# SUPPLIED TEXT
▼
The tune was written in 1958 by a piper named Iain McLachlan as a lament for a medical doctor who was leaving their town. The name of the tune, as originally produced by McLachlan, was "Dr. MacKay’s Farewell to Creagorry". McLachlan lived in Creagorry, a place on the island of Benbecula located in the Outer Hebrides between North and South Uist. Dr MacKay was his friend and neighbor. There is no suggestion that McLachlan thought of his home as a dark place. In a short time, the tune caught on and became known to David Silver of Inverness. Silver was a musician and a journalist.
In 1963, the BBC launched a TV show entitled "The Dark Island". The show was a spy thriller about a torpedo that had been washed up on an island in the Hebrides with Russian connections. The BBC approached David Silver to write the theme song for the show. Silver wrote the words using McLachlan's tune as the melody. The show lasted about three seasons and was considered by the BBC to have been a flop; however, the song was a great hit and has been recorded by more than fifty artists since its original publication. In fact, it's fair to say that "The Dark Island" has all but obliterated the original inspiration and dedication that McLachlan intended.The earliest references to the Dark Island were made by the Romans about Great Britain. Since the success of the Silver/McLachlan tune, there has been a veritable industry built around these words. Since most of the TV series was shot at South Uist that Island now refers to itself as the Dark Island. There are a number of hotels in the Hebrides which call themselves The Dark Island. There is a beer originating in the Orkneys called Dark Island and uses as its logo the Ring of Brogar which is a ring of 27 standing stones on an island in the Orkneys which dates from approximately 2000 B.C. and is thought to be a religious site; it is also considered the Dark Island. There are popular video games called Dark Island. There are also several books that have been published using this title. Finally, of no particular relevance, but interesting nonetheless, there is an island in the Philippines called Mindora which is referred to as the Dark Island because there is a particularly nasty strain of malaria which seems to have originated from there and continues to be associated with it.
Iain McLachlan (shown above) was born: 21 October, 1927, in Hacklett, Benbecula.
▲
Render this sentence from the piece about the tune "The Dark Island" in Spanish: "Silver wrote the words using McLachlan's tune as the melody."

[Records excerpted from a collection]
▼
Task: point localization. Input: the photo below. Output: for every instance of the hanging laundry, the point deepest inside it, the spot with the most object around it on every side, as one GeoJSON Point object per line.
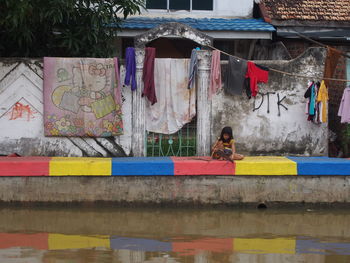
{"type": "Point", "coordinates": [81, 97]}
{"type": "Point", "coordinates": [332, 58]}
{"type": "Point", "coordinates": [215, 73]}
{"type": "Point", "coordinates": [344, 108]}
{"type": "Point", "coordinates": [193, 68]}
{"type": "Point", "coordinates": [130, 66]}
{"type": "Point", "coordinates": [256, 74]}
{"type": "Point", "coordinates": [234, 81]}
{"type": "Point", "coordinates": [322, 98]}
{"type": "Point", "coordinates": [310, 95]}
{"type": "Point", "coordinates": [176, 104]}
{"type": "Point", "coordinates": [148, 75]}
▲
# SOLUTION TO THIS PROBLEM
Silver escribió la letra usando la tonada de McLachlan como melodía.